## YOUR GOAL
Each entry must appear again exactly as it does in the source.

## DATA SHOWN
○ ○ ○ ○ ○

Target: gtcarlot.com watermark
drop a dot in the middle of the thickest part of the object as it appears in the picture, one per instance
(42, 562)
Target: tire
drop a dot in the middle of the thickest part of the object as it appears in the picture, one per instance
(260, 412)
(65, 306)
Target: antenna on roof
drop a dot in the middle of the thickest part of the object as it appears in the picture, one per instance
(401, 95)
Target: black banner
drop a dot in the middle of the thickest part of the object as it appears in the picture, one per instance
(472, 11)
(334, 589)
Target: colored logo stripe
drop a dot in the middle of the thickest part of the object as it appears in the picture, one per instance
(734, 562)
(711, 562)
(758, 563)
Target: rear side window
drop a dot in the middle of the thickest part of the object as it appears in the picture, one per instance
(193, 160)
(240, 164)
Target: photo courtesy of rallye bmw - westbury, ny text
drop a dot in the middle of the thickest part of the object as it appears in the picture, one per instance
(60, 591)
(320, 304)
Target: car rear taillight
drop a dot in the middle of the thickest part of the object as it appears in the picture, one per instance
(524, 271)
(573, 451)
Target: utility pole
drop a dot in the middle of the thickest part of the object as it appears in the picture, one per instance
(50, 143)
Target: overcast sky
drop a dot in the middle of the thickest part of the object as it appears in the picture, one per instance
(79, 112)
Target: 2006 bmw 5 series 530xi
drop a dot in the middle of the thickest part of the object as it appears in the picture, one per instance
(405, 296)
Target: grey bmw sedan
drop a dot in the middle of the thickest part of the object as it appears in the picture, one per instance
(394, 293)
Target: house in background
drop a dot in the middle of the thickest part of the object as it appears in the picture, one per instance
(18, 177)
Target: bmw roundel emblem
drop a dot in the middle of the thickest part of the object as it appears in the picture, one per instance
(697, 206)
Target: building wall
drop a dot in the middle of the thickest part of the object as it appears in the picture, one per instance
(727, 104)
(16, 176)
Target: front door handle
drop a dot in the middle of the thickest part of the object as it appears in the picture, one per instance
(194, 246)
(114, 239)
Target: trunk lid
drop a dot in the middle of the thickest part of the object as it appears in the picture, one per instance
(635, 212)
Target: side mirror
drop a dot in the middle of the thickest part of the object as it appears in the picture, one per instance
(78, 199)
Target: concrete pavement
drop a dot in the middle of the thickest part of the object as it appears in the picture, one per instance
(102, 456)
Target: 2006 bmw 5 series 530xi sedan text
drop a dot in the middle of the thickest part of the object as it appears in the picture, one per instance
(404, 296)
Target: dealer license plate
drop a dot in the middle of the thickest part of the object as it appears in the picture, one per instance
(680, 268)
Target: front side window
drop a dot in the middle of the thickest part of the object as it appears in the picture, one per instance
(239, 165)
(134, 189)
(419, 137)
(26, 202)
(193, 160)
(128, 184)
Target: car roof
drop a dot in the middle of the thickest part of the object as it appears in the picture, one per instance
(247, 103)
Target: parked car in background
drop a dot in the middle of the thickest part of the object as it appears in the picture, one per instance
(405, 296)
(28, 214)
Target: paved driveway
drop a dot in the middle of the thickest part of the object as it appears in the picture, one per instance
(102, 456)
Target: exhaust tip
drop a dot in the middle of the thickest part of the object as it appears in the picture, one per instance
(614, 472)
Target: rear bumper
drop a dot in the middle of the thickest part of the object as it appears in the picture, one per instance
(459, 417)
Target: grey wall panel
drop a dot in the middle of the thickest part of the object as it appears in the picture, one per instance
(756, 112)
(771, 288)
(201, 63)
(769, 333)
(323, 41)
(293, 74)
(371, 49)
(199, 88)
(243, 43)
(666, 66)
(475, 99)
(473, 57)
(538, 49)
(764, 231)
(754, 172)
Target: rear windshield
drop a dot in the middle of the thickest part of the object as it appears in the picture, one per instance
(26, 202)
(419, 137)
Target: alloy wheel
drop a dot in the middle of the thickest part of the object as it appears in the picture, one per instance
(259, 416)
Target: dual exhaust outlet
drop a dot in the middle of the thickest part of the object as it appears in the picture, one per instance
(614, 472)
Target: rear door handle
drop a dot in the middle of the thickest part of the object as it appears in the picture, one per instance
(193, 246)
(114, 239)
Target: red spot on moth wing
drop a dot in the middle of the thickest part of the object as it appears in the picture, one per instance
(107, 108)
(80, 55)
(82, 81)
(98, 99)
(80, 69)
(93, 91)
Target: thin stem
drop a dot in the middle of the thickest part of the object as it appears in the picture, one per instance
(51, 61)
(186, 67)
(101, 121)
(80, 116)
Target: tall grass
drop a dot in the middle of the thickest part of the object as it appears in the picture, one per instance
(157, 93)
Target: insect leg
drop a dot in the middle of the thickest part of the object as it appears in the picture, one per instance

○ ○ ○ ○ ○

## RESULT
Target: gtcarlot.com watermark
drop a dot in the middle of the thickest part of the object as it appears in the picture, one per instance
(42, 562)
Target: tire
drop a dot in the middle of the thickest part of the object as it appears in the picture, one per instance
(260, 412)
(65, 306)
Target: antenna on roof
drop a dot in the middle of the thickest part of the object as it appears in the picture, one per instance
(401, 95)
Target: black banner
drop a dot in the middle of the thickest part of the object as it appears in the picture, one per instance
(472, 11)
(334, 589)
Target: colored logo stripe
drop a dot in the middle of the thickest part of the object as it appears in the picture, one per instance
(734, 562)
(711, 562)
(758, 563)
Target: rear side window
drop a dot in the middle of the thickest part of the object as it appears in the picture, one per instance
(193, 160)
(240, 164)
Target: photo courtesy of rallye bmw - westbury, ny text
drop a dot in the middle of the thickest part of the object as it appears in the picture, one per instance
(60, 591)
(320, 304)
Target: car rear taillight
drop a dot in the middle of the thickest part of the object as it appears in the picture, one per instance
(524, 271)
(573, 451)
Target: utility pole
drop a dot in the middle of the thickest part of the object as it appears in the picture, one per instance
(50, 143)
Target: overcast sky
drop a dot in the middle of the thickest part of the object as it appears in the picture, one per instance
(79, 112)
Target: 2006 bmw 5 series 530xi
drop a dot in the middle of the thickest part of the object as it appears in the picture, one per instance
(405, 296)
Target: grey bmw sedan
drop a dot in the middle of the thickest part of the object as it appears in the picture, one per instance
(394, 293)
Target: house in background
drop a dot in the middle of the thickest part of the object as it appears in the picture, one per instance
(18, 177)
Target: bmw roundel emblem
drop a dot in the middle of the thickest part of the object as it appears in the picture, one per instance
(697, 206)
Target: building wall
drop a dot in the middle of the thickest part of the object as it appears in the picture, one per instance
(727, 104)
(16, 176)
Target: front door handle
drop a dot in the middle of the thickest part of the object as it appears in the picture, one per instance
(194, 246)
(114, 239)
Target: trunk lid
drop a dot in the middle of the thickest part of the object as it appears in the picture, one per instance
(635, 212)
Target: side mirror
drop a dot in the middle of the thickest part of the object as it appears in the picture, one per instance
(78, 199)
Target: concrete pavement
drop a dot in the middle of the thickest part of the object as it appears in the picture, one per instance
(102, 456)
Target: 2006 bmw 5 series 530xi sedan text
drop a dot in the middle of the thickest part of the object as it appears in the picture, one per instance
(404, 296)
Target: dealer license plate
drop a dot in the middle of the thickest part of the object as it appears in the picture, one per instance
(680, 268)
Target: front side window
drop a dot in the middle of the thickest part of the object as it appears in the picture, one per instance
(239, 165)
(134, 189)
(419, 137)
(26, 202)
(193, 160)
(128, 184)
Target: car roof
drop a dot in the middle of the thickest part of the object as it appears in the picture, one per instance
(247, 103)
Target: parked car in background
drop a dot in the middle of the thickest part of the object as it appears in the picture, one per instance
(405, 296)
(28, 214)
Target: paved driveway
drop a dot in the middle of the thickest part of the object as it appears in the picture, one per instance
(102, 456)
Target: exhaust tip
drop a dot in the middle of the thickest part of the object as it appears in the picture, one per instance
(614, 472)
Target: rear bumper
drop a dot in the middle of the thickest part of the object as it appears in the picture, one per instance
(459, 417)
Target: grey wall panel
drop a dot in the middle of the thickest part of the object as it appears in the picture, one per instance
(756, 112)
(771, 288)
(201, 63)
(769, 333)
(323, 41)
(293, 74)
(371, 49)
(199, 88)
(243, 43)
(666, 66)
(475, 99)
(473, 57)
(538, 49)
(764, 231)
(754, 172)
Target: rear windshield
drop a dot in the middle of the thickest part of the object as it appears in the picture, one per instance
(26, 202)
(419, 137)
Target: alloy wheel
drop a dot in the middle of the thickest part of the object as it appears in the picture, one per instance
(259, 416)
Target: dual exhaust outlet
drop a dot in the middle of the thickest part of the object as it appears in the picture, one per instance
(614, 472)
Target: rear door handle
drop a dot in the middle of the thickest part of the object as it appears in the picture, one per instance
(193, 246)
(114, 239)
Target: red spot on moth wing
drop a dot in the middle of the thickest part of the object as it appears in the picture, one per instance
(107, 108)
(80, 55)
(82, 81)
(98, 99)
(80, 69)
(93, 91)
Target: thin stem
drop a dot in the middle of the thickest part of the object as it appears in the picture, one per instance
(51, 61)
(186, 67)
(101, 121)
(80, 116)
Target: tall grass
drop a dot in the middle of the thickest part of the object as it appears in the picture, one per instance
(157, 93)
Target: insect leg
drop a dot in the middle of the thickest part of the object as it appears in the picture, one per instance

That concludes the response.